Selected passage:

Mods: To whoever went and downvoted both of my posts... none of the moderation options include "I agree with this" or "I don't agree with this" or "I don't like the implication of this" and that's for a good reason. When you're moderating, you should simply be filtering out *low quality* posts. There was nothing about my posts that was low quality. The posts stated an idea in a well reasoned way. If you disagree, you can post yourself and point out where you think the reasoning went wrong, or where you think the axioms I used were wrong, but moderating a post down just because you disagree is a misuse of the moderation function.

Comment Re:Is it the end of the world or not? (Score 2) 51

No, I would say... we were inadvertently cooling the North Atlantic with ship emissions, and when we stopped (due to more stringent international emissions standards) then we saw a jump in water temperatures in the ocean. So we're already geo-engineering. Some of it adds together, and some of it reduces the effect of other geo-engineering effects. If we're doing it anyway, and there's zero chance we're "just going to stop" then we need to get better at it.

Comment Re:Is it the end of the world or not? (Score 2) 51

I don't understand your logic. We had a huge eruption of Mount Pinatubo back in 1991. I was in high school and remember the effects that year. It had a really big impact on global weather patterns including dropping the temperature significantly, but it certainly didn't "kill a lot of flora and fauna." Yes, there was a lot of local damage around the volcano, but that was due to the ash.

We could just build more fission nuclear reactors (and we are now, finally). Fusion is still decades away, even though they've made a big advance recently due to more efficient super-conducting magnets. And renewables really need better energy storage solutions to really increase adoption.

The fact is that with deglobalization and the fall of global institutions, every country now has to guarantee its own energy independence. In the US, that's shale oil (and natural gas). In China that's coal, since almost all of their oil has to be imported from the middle east, and China has a ridiculous amount of coal. Europe would love to switch to renewables, but let's face it, they need to spend money on their military right now, and won't be able to afford subsidizing solar panels in countries where the sun hardly shines.

Objective 1:
Quote the comments on climate and energy, starting at "We could just" and ending at "sun hardly shines.".

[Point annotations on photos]
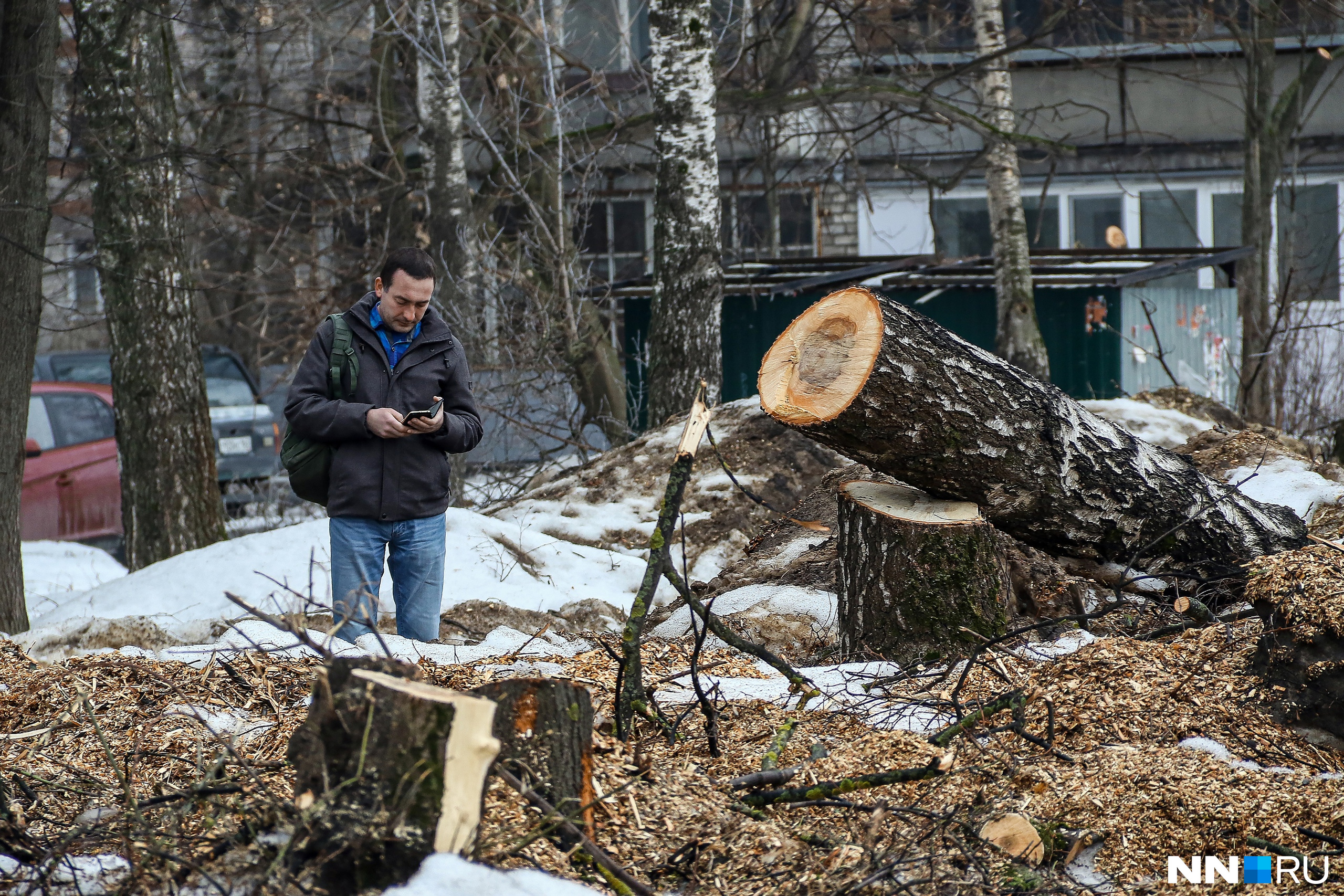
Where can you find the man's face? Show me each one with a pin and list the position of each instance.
(404, 301)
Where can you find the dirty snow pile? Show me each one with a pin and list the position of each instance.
(181, 601)
(1159, 426)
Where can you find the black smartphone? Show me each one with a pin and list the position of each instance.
(426, 416)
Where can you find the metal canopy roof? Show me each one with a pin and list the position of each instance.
(1049, 267)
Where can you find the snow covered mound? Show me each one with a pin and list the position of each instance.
(56, 570)
(1160, 426)
(613, 500)
(449, 875)
(510, 563)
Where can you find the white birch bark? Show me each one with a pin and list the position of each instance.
(1018, 339)
(685, 342)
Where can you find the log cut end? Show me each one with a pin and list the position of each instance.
(823, 359)
(910, 504)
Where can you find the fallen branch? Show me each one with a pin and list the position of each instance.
(589, 847)
(828, 789)
(994, 707)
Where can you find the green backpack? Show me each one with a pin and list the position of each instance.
(310, 462)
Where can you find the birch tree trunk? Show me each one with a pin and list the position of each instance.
(1272, 125)
(685, 325)
(29, 33)
(443, 151)
(1018, 340)
(170, 492)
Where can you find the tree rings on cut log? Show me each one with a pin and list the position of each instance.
(915, 571)
(823, 359)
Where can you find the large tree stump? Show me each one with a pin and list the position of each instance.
(545, 727)
(915, 571)
(370, 767)
(893, 390)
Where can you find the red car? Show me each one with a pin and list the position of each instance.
(71, 489)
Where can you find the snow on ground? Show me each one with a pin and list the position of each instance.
(487, 561)
(1159, 426)
(449, 875)
(757, 602)
(57, 570)
(1289, 481)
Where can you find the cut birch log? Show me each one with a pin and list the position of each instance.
(915, 573)
(898, 393)
(370, 767)
(545, 729)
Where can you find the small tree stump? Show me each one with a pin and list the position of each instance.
(915, 571)
(545, 727)
(370, 766)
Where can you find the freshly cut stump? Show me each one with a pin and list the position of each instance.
(915, 571)
(370, 769)
(545, 727)
(896, 392)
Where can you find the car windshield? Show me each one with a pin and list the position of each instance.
(96, 368)
(226, 386)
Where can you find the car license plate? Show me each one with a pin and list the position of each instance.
(236, 445)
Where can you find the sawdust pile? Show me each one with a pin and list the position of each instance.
(1115, 772)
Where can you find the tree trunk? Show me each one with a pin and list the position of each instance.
(1272, 125)
(29, 31)
(893, 390)
(1018, 340)
(450, 225)
(170, 492)
(685, 316)
(371, 763)
(915, 573)
(545, 727)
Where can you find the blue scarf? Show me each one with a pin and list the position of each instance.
(394, 343)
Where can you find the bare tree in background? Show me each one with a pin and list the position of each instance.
(1018, 339)
(170, 498)
(685, 328)
(29, 33)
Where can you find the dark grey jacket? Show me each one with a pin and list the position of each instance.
(404, 479)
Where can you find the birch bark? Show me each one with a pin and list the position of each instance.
(29, 33)
(1018, 340)
(170, 493)
(685, 327)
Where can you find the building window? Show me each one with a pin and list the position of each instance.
(1308, 242)
(1167, 219)
(612, 239)
(749, 231)
(961, 226)
(1093, 215)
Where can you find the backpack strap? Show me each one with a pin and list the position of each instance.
(344, 371)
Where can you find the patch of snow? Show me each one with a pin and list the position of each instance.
(73, 875)
(233, 726)
(53, 571)
(500, 642)
(487, 559)
(1288, 481)
(759, 601)
(1221, 753)
(450, 875)
(1159, 426)
(1061, 647)
(1084, 871)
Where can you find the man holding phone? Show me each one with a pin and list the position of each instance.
(411, 407)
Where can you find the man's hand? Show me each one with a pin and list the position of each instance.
(386, 424)
(432, 425)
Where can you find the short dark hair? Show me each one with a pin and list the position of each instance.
(416, 262)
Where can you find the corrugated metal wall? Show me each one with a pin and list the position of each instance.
(1201, 339)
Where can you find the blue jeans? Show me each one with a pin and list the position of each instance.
(414, 551)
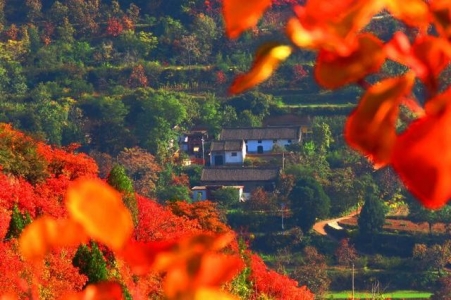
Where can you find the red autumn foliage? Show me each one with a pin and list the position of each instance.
(114, 27)
(347, 56)
(157, 222)
(70, 164)
(274, 285)
(185, 233)
(138, 77)
(205, 212)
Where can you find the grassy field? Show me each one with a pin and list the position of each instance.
(389, 295)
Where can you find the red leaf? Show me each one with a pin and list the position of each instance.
(427, 57)
(241, 15)
(44, 233)
(333, 71)
(412, 12)
(441, 13)
(370, 128)
(99, 291)
(422, 158)
(99, 208)
(266, 61)
(321, 25)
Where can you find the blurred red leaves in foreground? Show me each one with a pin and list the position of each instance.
(348, 55)
(187, 255)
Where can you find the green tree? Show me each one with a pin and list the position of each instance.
(312, 271)
(154, 117)
(309, 202)
(121, 182)
(372, 216)
(90, 262)
(227, 197)
(418, 213)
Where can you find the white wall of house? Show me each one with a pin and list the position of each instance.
(253, 145)
(233, 157)
(199, 194)
(229, 157)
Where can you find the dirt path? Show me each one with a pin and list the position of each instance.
(319, 226)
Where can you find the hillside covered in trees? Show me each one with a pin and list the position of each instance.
(34, 182)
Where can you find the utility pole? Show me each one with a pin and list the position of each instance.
(203, 152)
(352, 281)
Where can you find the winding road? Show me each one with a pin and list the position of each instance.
(319, 227)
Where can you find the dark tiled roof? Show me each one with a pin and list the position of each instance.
(240, 174)
(261, 133)
(232, 145)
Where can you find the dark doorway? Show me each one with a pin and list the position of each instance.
(219, 160)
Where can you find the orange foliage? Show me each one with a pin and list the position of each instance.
(275, 285)
(205, 212)
(346, 56)
(99, 208)
(157, 222)
(70, 164)
(371, 126)
(183, 247)
(242, 15)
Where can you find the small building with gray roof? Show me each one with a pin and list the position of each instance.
(230, 152)
(263, 139)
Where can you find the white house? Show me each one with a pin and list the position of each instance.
(200, 193)
(263, 139)
(227, 152)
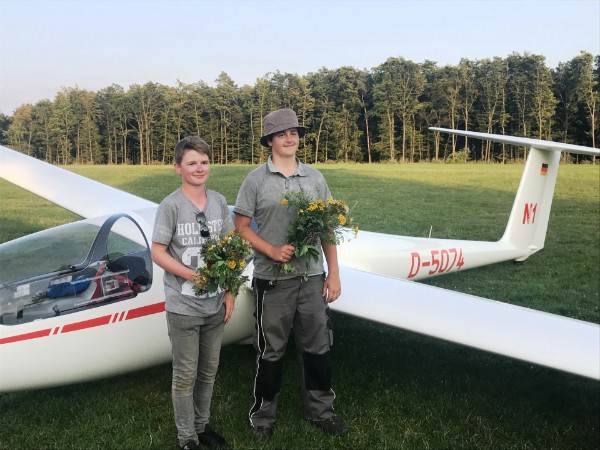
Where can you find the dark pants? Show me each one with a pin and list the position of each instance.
(280, 307)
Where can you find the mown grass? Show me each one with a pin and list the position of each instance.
(395, 389)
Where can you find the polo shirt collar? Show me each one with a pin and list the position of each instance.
(300, 170)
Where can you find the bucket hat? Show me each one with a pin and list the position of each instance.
(280, 120)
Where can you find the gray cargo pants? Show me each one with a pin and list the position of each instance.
(281, 306)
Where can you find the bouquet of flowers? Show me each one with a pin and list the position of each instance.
(324, 219)
(224, 262)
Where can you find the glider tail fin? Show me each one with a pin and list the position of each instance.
(528, 220)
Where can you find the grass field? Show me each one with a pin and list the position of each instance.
(395, 389)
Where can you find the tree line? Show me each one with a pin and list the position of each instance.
(357, 115)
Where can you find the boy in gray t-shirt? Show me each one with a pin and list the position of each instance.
(184, 221)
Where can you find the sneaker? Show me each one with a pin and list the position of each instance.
(261, 433)
(210, 438)
(190, 445)
(333, 426)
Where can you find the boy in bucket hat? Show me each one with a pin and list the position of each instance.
(288, 301)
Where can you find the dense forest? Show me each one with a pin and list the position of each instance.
(352, 115)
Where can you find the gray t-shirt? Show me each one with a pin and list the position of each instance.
(260, 198)
(176, 227)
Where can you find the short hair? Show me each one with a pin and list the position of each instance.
(190, 143)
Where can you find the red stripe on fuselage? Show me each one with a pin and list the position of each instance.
(91, 323)
(145, 311)
(135, 313)
(26, 336)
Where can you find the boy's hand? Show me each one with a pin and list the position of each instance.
(229, 301)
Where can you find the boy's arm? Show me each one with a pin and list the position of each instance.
(161, 256)
(281, 253)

Objective 2:
Please pick out every line of the listing that contains the word "metal", with case counting.

Exercise solution 1:
We could just build more fission nuclear reactors (and we are now, finally). Fusion is still decades away, even though they've made a big advance recently due to more efficient super-conducting magnets. And renewables really need better energy storage solutions to really increase adoption.

The fact is that with deglobalization and the fall of global institutions, every country now has to guarantee its own energy independence. In the US, that's shale oil (and natural gas). In China that's coal, since almost all of their oil has to be imported from the middle east, and China has a ridiculous amount of coal. Europe would love to switch to renewables, but let's face it, they need to spend money on their military right now, and won't be able to afford subsidizing solar panels in countries where the sun hardly shines.

Exercise solution 2:
Where can you find the metal canopy roof? Show me each one with a pin and list the position of each instance.
Where can you find the corrugated metal wall? Show me each one with a pin and list the position of each instance.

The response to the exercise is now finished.